Abstract
The development of patient-friendly alternatives to bone-graft procedures is the driving force for new frontiers in bone tissue engineering. Poly (dl-lactic-co-glycolic acid) (PLGA) and chitosan are well-studied and easy-to-process polymers from which scaffolds can be fabricated. In this study, a novel dual-application scaffold system was formulated from porous PLGA and protein-loaded PLGA/chitosan microspheres. Physicochemical and in vitro protein release attributes were established. The therapeutic relevance, cytocompatibility with primary human mesenchymal stem cells (hMSCs) and osteogenic properties were tested. There was a significant reduction in burst release from the composite PLGA/chitosan microspheres compared with PLGA alone. Scaffolds sintered from porous microspheres at 37 °C were significantly stronger than the PLGA control, with compressive strengths of 0.846 ± 0.272 MPa and 0.406 ± 0.265 MPa, respectively (p < 0.05). The formulation also sintered at 37 °C following injection through a needle, demonstrating its injectable potential. The scaffolds demonstrated cytocompatibility, with increased cell numbers observed over an 8-day study period. Von Kossa and immunostaining of the hMSC-scaffolds confirmed their osteogenic potential with the ability to sinter at 37 °C in situ.
Highlights
There is an urgent need for alternative approaches for the regeneration of bone following fracture or orthopaedic damage in lieu of traditional methods, and these alternative approaches constitute an important tissue engineering application (Vo et al, 2012)

Task goal |
List the properties that the abstract says were tested.

The data |
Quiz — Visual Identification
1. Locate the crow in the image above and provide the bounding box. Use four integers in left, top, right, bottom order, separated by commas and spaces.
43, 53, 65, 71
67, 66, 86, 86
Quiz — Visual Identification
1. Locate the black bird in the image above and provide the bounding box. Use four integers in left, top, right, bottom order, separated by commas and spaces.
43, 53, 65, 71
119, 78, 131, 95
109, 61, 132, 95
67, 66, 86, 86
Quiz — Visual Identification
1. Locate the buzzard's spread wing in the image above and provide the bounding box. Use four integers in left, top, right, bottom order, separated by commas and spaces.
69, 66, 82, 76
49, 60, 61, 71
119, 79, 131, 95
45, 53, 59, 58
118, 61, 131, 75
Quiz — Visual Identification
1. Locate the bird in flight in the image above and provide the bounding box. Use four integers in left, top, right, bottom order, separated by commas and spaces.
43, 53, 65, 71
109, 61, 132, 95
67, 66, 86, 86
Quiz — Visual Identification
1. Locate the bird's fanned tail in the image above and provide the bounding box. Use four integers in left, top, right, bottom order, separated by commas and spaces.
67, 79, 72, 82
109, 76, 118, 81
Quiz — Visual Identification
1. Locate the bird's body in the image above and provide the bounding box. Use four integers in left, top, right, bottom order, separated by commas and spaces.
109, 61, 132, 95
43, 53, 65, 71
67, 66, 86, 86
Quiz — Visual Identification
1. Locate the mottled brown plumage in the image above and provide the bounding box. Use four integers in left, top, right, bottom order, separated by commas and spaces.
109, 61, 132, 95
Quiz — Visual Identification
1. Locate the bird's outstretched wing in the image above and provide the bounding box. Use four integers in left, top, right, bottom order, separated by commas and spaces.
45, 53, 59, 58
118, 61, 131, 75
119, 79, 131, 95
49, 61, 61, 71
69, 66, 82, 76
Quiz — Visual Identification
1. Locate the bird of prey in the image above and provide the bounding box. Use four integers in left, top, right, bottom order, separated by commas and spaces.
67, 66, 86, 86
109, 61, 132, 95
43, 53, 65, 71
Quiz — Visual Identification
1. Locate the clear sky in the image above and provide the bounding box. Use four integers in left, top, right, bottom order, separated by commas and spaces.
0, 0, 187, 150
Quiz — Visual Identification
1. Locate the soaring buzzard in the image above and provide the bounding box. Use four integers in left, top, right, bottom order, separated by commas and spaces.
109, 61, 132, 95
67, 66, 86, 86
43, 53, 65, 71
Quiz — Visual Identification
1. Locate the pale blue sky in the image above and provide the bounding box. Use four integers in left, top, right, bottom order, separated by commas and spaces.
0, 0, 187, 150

Output for this exercise |
Therapeutic relevance
Cytocompatibility with primary human mesenchymal stem cells (hMSCs)
Osteogenic properties